**Excerpted data:**
-------
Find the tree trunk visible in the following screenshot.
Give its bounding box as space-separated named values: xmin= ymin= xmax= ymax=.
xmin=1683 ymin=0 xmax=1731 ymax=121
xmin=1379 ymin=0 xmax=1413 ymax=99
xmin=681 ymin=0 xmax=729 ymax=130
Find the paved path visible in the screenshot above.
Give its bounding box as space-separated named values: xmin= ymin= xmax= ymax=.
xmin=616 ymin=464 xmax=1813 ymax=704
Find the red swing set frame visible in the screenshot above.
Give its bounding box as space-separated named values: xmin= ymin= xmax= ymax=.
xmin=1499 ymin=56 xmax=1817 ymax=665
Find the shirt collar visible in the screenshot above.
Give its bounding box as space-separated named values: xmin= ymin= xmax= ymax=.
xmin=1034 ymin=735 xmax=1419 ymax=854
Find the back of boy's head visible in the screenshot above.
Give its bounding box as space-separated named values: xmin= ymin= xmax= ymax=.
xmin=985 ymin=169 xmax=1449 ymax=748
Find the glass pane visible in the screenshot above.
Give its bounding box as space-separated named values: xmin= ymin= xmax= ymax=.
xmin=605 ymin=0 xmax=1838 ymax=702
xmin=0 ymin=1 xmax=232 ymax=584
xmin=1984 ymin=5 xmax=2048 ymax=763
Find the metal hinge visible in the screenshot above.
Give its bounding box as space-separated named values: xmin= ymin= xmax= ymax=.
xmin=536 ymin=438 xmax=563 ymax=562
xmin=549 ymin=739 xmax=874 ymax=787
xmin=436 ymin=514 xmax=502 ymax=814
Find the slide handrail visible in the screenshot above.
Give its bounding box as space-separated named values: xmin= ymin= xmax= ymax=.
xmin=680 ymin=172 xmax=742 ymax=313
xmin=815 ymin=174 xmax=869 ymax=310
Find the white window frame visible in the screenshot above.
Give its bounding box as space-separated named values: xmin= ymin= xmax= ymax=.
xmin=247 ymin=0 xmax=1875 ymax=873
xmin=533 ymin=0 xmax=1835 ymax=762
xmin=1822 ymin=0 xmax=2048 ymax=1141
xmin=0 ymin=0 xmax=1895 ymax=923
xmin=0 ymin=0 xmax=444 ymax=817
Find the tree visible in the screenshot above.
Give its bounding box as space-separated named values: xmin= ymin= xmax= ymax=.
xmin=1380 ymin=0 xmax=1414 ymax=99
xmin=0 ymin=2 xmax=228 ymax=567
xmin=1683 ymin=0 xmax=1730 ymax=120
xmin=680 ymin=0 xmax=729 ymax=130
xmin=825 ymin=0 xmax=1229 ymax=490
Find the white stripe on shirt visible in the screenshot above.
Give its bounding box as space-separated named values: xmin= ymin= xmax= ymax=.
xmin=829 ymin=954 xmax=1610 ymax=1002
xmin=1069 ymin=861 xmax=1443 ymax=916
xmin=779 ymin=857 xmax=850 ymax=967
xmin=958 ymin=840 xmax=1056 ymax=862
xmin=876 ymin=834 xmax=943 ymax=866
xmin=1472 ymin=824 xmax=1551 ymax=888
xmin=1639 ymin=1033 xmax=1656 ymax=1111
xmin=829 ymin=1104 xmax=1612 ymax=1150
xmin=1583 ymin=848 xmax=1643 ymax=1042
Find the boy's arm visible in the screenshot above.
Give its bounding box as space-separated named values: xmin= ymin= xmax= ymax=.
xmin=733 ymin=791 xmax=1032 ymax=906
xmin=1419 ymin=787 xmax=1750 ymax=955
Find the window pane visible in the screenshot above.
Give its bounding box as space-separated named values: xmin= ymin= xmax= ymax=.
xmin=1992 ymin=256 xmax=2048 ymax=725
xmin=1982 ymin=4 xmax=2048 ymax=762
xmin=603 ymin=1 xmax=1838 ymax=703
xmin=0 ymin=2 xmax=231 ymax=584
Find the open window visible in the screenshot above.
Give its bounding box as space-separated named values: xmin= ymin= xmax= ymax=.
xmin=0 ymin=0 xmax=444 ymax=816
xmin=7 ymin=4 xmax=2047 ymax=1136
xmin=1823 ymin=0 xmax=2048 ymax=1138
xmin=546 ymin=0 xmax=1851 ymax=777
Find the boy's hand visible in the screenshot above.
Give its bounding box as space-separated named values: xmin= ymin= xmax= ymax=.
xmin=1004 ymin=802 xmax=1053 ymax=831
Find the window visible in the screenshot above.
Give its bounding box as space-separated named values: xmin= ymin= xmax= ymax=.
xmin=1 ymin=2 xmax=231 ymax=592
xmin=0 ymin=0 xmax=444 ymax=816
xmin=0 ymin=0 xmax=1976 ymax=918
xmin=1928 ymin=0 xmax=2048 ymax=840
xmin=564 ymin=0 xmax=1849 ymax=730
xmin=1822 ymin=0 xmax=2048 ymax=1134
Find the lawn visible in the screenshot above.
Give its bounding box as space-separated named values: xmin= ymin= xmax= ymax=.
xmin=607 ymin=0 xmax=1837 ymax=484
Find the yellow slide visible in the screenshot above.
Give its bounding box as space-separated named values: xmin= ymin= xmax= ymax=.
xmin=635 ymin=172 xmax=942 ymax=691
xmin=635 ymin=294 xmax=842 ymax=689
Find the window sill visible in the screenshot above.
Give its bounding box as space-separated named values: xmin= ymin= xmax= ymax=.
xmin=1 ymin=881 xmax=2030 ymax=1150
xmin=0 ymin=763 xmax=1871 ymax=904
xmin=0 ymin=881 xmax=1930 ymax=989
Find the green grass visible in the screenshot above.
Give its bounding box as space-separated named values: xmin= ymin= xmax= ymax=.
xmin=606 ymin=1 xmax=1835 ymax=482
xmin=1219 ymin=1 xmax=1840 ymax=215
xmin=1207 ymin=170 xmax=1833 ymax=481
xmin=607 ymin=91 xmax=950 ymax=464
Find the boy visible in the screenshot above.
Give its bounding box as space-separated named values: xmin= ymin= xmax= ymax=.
-------
**Work item:** A word-for-word copy of the material is required.

**Solution to this exercise:**
Find the tree trunk visible in the following screenshot.
Give its bounding box as space-separated named values: xmin= ymin= xmax= ymax=.
xmin=1683 ymin=0 xmax=1731 ymax=121
xmin=1379 ymin=0 xmax=1413 ymax=99
xmin=681 ymin=0 xmax=729 ymax=130
Find the paved path visible in the screenshot above.
Give its bounding box as space-separated named values: xmin= ymin= xmax= ymax=.
xmin=616 ymin=464 xmax=1813 ymax=704
Find the red swing set frame visible in the screenshot above.
Give its bounding box as space-separated named values: xmin= ymin= xmax= ymax=.
xmin=1499 ymin=56 xmax=1817 ymax=665
Find the shirt collar visible in the screenshot above.
Give its bounding box as space-separated named values: xmin= ymin= xmax= ymax=.
xmin=1034 ymin=735 xmax=1419 ymax=854
Find the back of boy's head visible in the screenshot above.
Give its bounding box as space-separated named values: xmin= ymin= xmax= ymax=.
xmin=985 ymin=169 xmax=1449 ymax=748
Find the glass pane visible in the screenshot above.
Give its bounding box as space-separated named values: xmin= ymin= xmax= ymax=.
xmin=605 ymin=0 xmax=1838 ymax=702
xmin=0 ymin=1 xmax=232 ymax=584
xmin=1984 ymin=5 xmax=2048 ymax=763
Find the metal hinge visible in the screenshot above.
Give its bounding box as space-separated named values: xmin= ymin= xmax= ymax=.
xmin=536 ymin=438 xmax=563 ymax=562
xmin=549 ymin=739 xmax=874 ymax=787
xmin=436 ymin=514 xmax=502 ymax=814
Find the slide handrail visible in the screenshot above.
Give its bounding box as space-separated named values: xmin= ymin= xmax= ymax=.
xmin=680 ymin=172 xmax=742 ymax=313
xmin=815 ymin=174 xmax=869 ymax=310
Find the white window frame visible in the screenshot above.
Give its bounding box as space-separated named values: xmin= ymin= xmax= ymax=.
xmin=247 ymin=0 xmax=1875 ymax=873
xmin=533 ymin=0 xmax=1835 ymax=762
xmin=1822 ymin=0 xmax=2048 ymax=1141
xmin=0 ymin=0 xmax=1895 ymax=923
xmin=0 ymin=0 xmax=444 ymax=817
Find the tree visible in the screenshot above.
Give its bounding box as space-separated named values: xmin= ymin= xmax= ymax=.
xmin=1380 ymin=0 xmax=1414 ymax=99
xmin=0 ymin=2 xmax=228 ymax=567
xmin=1683 ymin=0 xmax=1730 ymax=120
xmin=680 ymin=0 xmax=729 ymax=130
xmin=825 ymin=0 xmax=1229 ymax=490
Find the white stripe on shirt visible in the screenshot above.
Give its bounding box as space-separated named values: xmin= ymin= xmax= ymax=.
xmin=829 ymin=954 xmax=1610 ymax=1002
xmin=1069 ymin=861 xmax=1443 ymax=916
xmin=779 ymin=857 xmax=850 ymax=967
xmin=958 ymin=840 xmax=1056 ymax=862
xmin=876 ymin=834 xmax=943 ymax=866
xmin=1472 ymin=824 xmax=1551 ymax=888
xmin=1639 ymin=1033 xmax=1656 ymax=1111
xmin=829 ymin=1104 xmax=1612 ymax=1150
xmin=1583 ymin=848 xmax=1643 ymax=1042
Find the boy's arm visible in the screenshot above.
Give its bounding box as space-separated named values: xmin= ymin= xmax= ymax=.
xmin=733 ymin=791 xmax=1032 ymax=906
xmin=1419 ymin=787 xmax=1750 ymax=955
Find the window pane visible in the screenshot above.
Give its bounding box as space-separated named values: xmin= ymin= xmax= ymax=.
xmin=1992 ymin=256 xmax=2048 ymax=725
xmin=1982 ymin=4 xmax=2048 ymax=762
xmin=603 ymin=1 xmax=1838 ymax=703
xmin=0 ymin=2 xmax=231 ymax=584
Find the open window visible in the screenshot above.
Give its bounding box as space-separated named values: xmin= ymin= xmax= ymax=.
xmin=0 ymin=0 xmax=444 ymax=816
xmin=7 ymin=4 xmax=2047 ymax=1136
xmin=1823 ymin=0 xmax=2048 ymax=1138
xmin=546 ymin=0 xmax=1851 ymax=777
Find the boy's hand visible in the screenshot above.
Give its bounding box as space-separated named values: xmin= ymin= xmax= ymax=.
xmin=1004 ymin=802 xmax=1053 ymax=831
Find the window visible in the screenshot above.
Give its bounding box as space-separated named values: xmin= ymin= xmax= ymax=.
xmin=1 ymin=2 xmax=231 ymax=592
xmin=0 ymin=0 xmax=444 ymax=816
xmin=0 ymin=0 xmax=1976 ymax=918
xmin=1928 ymin=0 xmax=2048 ymax=840
xmin=564 ymin=0 xmax=1849 ymax=730
xmin=1822 ymin=0 xmax=2048 ymax=1134
Find the lawn visible in the screenshot above.
Give its bounding box as space-separated named values: xmin= ymin= xmax= ymax=.
xmin=607 ymin=0 xmax=1837 ymax=484
Find the yellow slide visible in the screenshot above.
Give its bounding box as space-separated named values: xmin= ymin= xmax= ymax=.
xmin=635 ymin=172 xmax=942 ymax=691
xmin=635 ymin=294 xmax=842 ymax=689
Find the window sill visible in the screenshot above.
Give its bounding box as space-separated named values: xmin= ymin= xmax= ymax=.
xmin=1 ymin=881 xmax=2030 ymax=1150
xmin=0 ymin=763 xmax=1871 ymax=904
xmin=0 ymin=881 xmax=1930 ymax=989
Find the green grass visible in the screenshot above.
Give its bounding box as space-separated named values: xmin= ymin= xmax= ymax=.
xmin=606 ymin=1 xmax=1835 ymax=482
xmin=1219 ymin=1 xmax=1840 ymax=215
xmin=1207 ymin=170 xmax=1833 ymax=481
xmin=607 ymin=91 xmax=950 ymax=464
Find the boy visible in the screenshot above.
Give its bounding box as space-separated named values: xmin= ymin= xmax= ymax=.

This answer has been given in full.